# Kutipan:
:::::
Memulai tulisan ini, alangkah baiknya
bila kita sedikit menelisik tentang maksud dari tauhid tiga ini yang
meliputi tauhid uluhiyyah, tauhid rububiyyah dan tauhid asma` wa
al-shifat.
1. Tauhid ar-Rububiyyah
Yaitu tauhid yang dimiliki oleh orang
Muslim dan orang musyrik. Dalam tauhid ini mengandung tauhid
al-Khaliqiyyah (mengi’tiqad Allah Swt sebagai Pencipta), menyatakan
Allah Swt penguasa langit dan bumi, dan hanya Allah Swt-lah yang
mengurus keduanya.
:::::
# Bagian Data:
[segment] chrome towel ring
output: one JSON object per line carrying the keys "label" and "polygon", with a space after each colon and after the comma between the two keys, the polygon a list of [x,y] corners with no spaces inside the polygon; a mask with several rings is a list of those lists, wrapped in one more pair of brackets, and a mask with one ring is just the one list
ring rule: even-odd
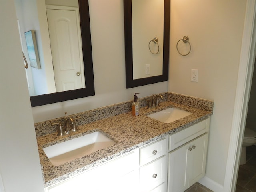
:::::
# Tujuan Tugas:
Buat ringkasan kutipan tentang tauhid tiga di atas dalam dua kalimat.

# Jawaban Benar:
Kutipan ini mengawali pembahasan dengan menelisik maksud tauhid tiga, yang meliputi tauhid uluhiyyah, tauhid rububiyyah, dan tauhid asma` wa al-shifat. Tauhid ar-Rububiyyah disebut sebagai tauhid yang dimiliki orang Muslim dan orang musyrik, dan di dalamnya terkandung tauhid al-Khaliqiyyah (mengi'tiqad Allah Swt sebagai Pencipta), pernyataan bahwa Allah Swt penguasa langit dan bumi, serta bahwa hanya Allah Swt yang mengurus keduanya.